**Exercise task**:
Carry over the stretch of the listing from the line containing "Target: man's short dark hair" through the end of the listing, keeping every line, requests included. Add 118 to each bounding-box coordinate in the answers, and leave the format samples unchanged.

**Region labeling records**:
···

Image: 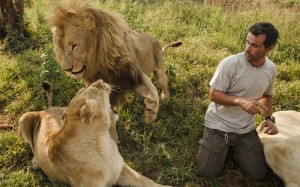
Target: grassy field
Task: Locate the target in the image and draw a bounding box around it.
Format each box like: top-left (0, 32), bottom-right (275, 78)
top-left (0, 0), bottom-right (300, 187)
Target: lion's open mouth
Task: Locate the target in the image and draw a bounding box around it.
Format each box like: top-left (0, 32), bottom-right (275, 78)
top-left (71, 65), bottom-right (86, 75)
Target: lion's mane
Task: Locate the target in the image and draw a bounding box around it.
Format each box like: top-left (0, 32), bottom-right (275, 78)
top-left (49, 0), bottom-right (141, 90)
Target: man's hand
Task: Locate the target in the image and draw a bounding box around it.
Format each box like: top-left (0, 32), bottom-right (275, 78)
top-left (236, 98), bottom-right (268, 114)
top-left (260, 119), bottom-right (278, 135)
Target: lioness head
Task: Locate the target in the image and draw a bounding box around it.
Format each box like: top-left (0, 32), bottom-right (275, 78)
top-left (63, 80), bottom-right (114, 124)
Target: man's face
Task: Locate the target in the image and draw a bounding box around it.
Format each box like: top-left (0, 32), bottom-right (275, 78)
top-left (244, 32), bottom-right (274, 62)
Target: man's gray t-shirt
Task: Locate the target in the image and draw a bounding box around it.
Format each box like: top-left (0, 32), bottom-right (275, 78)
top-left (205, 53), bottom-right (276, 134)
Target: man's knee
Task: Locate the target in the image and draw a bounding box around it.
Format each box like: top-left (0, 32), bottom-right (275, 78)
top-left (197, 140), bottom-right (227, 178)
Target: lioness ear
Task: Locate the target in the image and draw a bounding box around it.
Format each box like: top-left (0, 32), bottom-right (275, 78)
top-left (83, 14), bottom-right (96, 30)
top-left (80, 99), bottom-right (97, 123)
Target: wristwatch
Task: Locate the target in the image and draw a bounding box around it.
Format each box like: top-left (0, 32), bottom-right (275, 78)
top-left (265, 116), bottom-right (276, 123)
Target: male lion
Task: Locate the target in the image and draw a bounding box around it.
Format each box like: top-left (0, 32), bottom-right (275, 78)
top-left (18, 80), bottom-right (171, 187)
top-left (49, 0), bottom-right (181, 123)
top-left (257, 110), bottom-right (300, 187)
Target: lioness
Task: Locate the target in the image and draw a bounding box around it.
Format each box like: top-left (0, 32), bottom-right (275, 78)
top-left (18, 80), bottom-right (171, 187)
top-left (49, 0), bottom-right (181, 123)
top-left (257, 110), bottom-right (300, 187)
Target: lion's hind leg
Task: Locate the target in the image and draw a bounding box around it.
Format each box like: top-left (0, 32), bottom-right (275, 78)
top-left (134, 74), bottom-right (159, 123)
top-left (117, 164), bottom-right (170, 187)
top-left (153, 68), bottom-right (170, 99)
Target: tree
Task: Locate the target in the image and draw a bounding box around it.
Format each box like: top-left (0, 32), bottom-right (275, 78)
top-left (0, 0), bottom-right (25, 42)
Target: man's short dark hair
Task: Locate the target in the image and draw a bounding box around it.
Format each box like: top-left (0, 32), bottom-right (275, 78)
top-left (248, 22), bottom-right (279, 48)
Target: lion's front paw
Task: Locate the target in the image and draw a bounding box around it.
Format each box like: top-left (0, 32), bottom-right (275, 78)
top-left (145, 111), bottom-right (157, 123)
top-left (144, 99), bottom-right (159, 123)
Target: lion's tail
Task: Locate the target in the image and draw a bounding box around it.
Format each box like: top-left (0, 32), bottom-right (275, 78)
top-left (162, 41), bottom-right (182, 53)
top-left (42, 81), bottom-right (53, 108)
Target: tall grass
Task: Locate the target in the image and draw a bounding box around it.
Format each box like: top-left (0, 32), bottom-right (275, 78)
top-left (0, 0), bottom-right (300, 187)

···

**Problem solution**:
Target: man's short dark hair
Task: Locate the target in the image and draw a bounding box around it.
Format each box like: top-left (0, 32), bottom-right (275, 78)
top-left (366, 140), bottom-right (397, 166)
Target: lion's front paw
Task: Locate the target in the image and draw a bounding box around it.
Format each box like: top-left (0, 32), bottom-right (275, 78)
top-left (263, 229), bottom-right (275, 241)
top-left (262, 217), bottom-right (277, 241)
Target: lion's tail
Task: Locate the target in the image and draw a bounding box around it.
Format each box like: top-left (0, 32), bottom-right (275, 78)
top-left (280, 159), bottom-right (300, 171)
top-left (160, 199), bottom-right (171, 226)
Target: tall grass
Task: Locate the target in the image and draw a bounding box around it.
Format each box like: top-left (0, 32), bottom-right (275, 78)
top-left (118, 118), bottom-right (418, 305)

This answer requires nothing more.